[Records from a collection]
▽

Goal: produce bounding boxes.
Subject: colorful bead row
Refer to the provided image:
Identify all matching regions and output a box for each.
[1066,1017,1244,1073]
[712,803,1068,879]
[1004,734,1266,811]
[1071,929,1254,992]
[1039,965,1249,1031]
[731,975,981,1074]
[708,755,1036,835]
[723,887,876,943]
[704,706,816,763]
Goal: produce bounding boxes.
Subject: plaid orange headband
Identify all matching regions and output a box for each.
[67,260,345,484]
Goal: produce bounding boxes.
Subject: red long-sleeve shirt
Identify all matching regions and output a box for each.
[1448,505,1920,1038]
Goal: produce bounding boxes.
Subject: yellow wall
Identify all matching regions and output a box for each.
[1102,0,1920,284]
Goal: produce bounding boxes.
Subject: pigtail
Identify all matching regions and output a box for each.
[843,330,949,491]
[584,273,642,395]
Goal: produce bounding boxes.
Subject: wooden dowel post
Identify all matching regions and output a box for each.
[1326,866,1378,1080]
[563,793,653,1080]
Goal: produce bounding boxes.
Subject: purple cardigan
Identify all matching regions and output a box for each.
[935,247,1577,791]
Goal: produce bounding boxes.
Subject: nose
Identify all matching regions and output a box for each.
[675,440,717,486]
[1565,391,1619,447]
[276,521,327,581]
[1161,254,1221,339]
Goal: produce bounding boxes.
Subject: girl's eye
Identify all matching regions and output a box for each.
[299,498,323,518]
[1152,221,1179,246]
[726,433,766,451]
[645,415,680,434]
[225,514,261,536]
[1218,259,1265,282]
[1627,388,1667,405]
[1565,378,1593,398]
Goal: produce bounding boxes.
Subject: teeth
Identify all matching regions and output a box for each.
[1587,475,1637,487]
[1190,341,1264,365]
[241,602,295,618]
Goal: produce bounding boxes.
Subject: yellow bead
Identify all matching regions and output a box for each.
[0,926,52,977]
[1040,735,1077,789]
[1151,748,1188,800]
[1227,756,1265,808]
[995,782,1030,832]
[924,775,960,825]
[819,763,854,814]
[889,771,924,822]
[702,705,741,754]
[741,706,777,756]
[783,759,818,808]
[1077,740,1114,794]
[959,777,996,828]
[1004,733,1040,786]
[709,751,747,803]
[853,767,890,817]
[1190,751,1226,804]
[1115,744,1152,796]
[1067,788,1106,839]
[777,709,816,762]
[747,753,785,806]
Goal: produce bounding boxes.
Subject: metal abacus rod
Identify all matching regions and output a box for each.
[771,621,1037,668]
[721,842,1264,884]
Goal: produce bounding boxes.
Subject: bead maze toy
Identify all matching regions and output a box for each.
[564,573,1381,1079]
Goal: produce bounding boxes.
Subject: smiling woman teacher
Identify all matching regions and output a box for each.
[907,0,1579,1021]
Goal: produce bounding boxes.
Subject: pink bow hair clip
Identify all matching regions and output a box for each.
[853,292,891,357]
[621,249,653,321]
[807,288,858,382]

△

_PROBLEM REQUIREMENTS_. Please retype, with no changes, the lines that run from the first line of the entries to the line with "Subject: red long-sleeve shirt", both ends included.

_TASK ANSWER_.
Goal: produce bounding boxes.
Subject: colorful bead row
Refer to the provided image:
Identify all matching regions and output a box for each.
[1066,1017,1244,1073]
[712,803,1068,879]
[1004,734,1266,811]
[1071,929,1254,992]
[1039,965,1249,1031]
[731,975,981,1074]
[708,755,1036,835]
[723,887,876,943]
[704,706,816,763]
Goal: produce bounding boxes.
Subject: plaid orange headband
Identify all matching regions and output a box for each.
[67,260,345,484]
Goal: produce bounding boxes.
Subject: red long-sleeve shirt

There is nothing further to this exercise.